- Set exercise: Copy out all of the data below line for line, with no changes.

- Records:
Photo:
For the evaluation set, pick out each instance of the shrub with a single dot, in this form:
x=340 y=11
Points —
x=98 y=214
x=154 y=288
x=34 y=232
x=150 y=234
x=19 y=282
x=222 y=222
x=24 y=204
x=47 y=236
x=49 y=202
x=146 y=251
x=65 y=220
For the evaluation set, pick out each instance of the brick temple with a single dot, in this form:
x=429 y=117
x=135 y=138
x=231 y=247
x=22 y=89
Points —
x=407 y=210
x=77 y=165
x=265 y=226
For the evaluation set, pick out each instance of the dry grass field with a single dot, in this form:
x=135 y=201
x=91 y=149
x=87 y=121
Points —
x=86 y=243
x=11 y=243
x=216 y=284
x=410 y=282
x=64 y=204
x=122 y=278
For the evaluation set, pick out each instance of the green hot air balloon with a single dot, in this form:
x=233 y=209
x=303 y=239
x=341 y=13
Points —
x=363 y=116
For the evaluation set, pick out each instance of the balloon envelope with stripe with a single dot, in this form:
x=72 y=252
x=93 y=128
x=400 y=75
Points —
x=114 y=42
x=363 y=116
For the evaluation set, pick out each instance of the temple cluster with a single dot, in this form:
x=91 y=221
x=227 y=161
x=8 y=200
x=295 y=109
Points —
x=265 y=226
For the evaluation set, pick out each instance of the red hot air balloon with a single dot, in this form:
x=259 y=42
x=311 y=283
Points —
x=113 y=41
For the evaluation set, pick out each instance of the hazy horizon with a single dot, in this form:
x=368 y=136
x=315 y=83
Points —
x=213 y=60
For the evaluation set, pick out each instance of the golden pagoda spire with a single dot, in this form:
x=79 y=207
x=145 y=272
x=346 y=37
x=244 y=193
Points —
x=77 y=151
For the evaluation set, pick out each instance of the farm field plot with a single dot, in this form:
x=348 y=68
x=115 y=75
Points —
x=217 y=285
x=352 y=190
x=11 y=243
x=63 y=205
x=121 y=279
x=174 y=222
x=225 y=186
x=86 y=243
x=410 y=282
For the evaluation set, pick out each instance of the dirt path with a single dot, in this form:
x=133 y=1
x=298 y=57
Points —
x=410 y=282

- Solution:
Photo:
For the evaluation set, pick out each instance of the shrub with a single dot, in this form:
x=340 y=11
Points —
x=98 y=214
x=154 y=288
x=34 y=232
x=150 y=234
x=19 y=282
x=222 y=222
x=24 y=204
x=47 y=236
x=49 y=202
x=146 y=251
x=65 y=220
For the evaluation set, pick out each instance of the brick temple with a single dot, in this form:
x=429 y=117
x=135 y=138
x=231 y=247
x=22 y=89
Points —
x=407 y=210
x=77 y=165
x=265 y=226
For the evaluation set, pick out each instance of the dry grass field with a single dot, in this form:
x=135 y=201
x=91 y=149
x=87 y=121
Points —
x=86 y=243
x=11 y=243
x=216 y=284
x=410 y=282
x=64 y=204
x=122 y=278
For the evaluation set, pick out each instance of the green hot air balloon with a single dot, in this form:
x=233 y=209
x=303 y=239
x=341 y=13
Points —
x=363 y=116
For the evaluation set, pick out each instance of the balloon envelope with stripe with a single dot, in this form:
x=72 y=252
x=93 y=128
x=400 y=75
Points —
x=114 y=42
x=363 y=116
For the evaluation set, pick out each instance of the temple cluster with a single dot, in this form:
x=91 y=221
x=227 y=161
x=8 y=200
x=295 y=109
Points —
x=265 y=226
For the evaluation set, pick out each instance of the red hot air balloon with a single dot, in this form:
x=259 y=42
x=311 y=283
Points —
x=113 y=41
For the evaluation set, pick out each instance of the hazy horizon with a single dot, in this form:
x=368 y=136
x=315 y=83
Points —
x=213 y=60
For the evaluation set, pick out each instance of the golden pagoda spire with a single dot, in this form:
x=79 y=207
x=145 y=272
x=346 y=37
x=244 y=193
Points —
x=77 y=151
For the evaluation set, pick out each instance of the farm field plot with a single dot, in this form:
x=348 y=68
x=115 y=75
Points —
x=217 y=285
x=352 y=190
x=11 y=243
x=63 y=205
x=121 y=279
x=174 y=222
x=225 y=186
x=86 y=243
x=410 y=282
For the evaluation set, pick out each instance of the dirt path with a single dot, in this form:
x=133 y=1
x=298 y=57
Points —
x=410 y=282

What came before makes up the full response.